#### AUFGABENSTELLUNG
Schreibe alle folgenden Zeilen samt den Anfragen noch einmal ab und addiere dabei 121 zu jeder Koordinate in den Antworten. Die Bilder lässt du in deiner Antwort weg.

- - -

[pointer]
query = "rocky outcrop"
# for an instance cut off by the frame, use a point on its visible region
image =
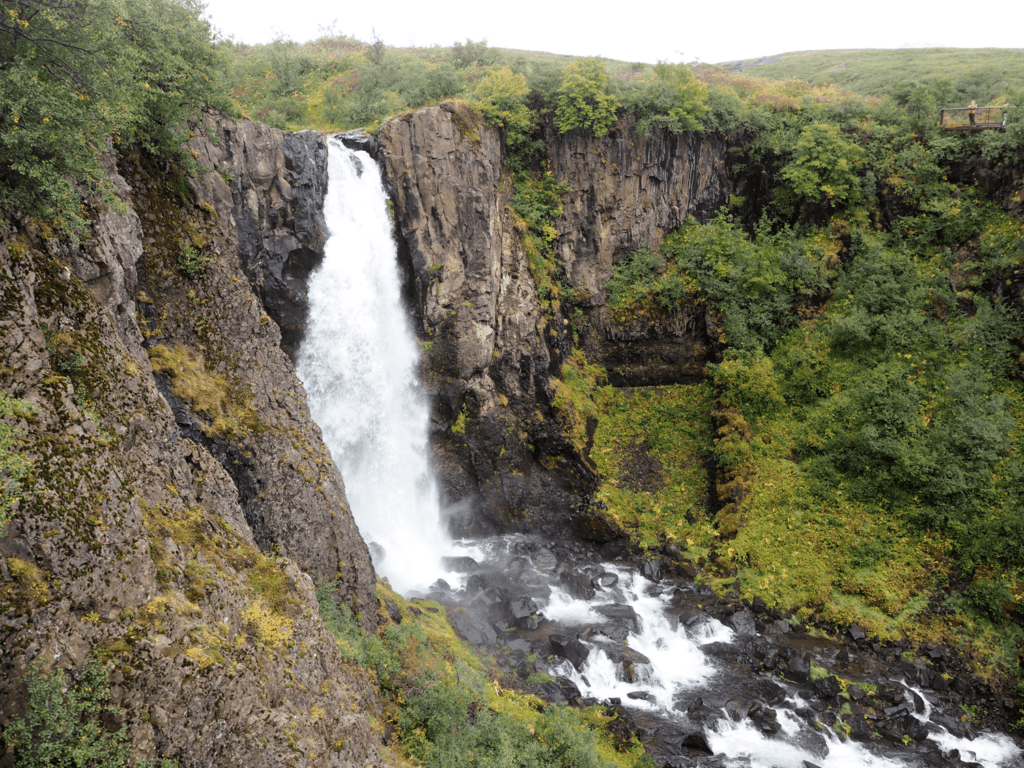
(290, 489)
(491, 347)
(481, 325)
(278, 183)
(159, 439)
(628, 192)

- - -

#### SCHRIFTLICHE ANTWORT
[pointer]
query = "rocky outcrop"
# for an instance cut off by the frame, use a point on its visible region
image =
(411, 610)
(612, 468)
(602, 446)
(399, 304)
(280, 560)
(749, 313)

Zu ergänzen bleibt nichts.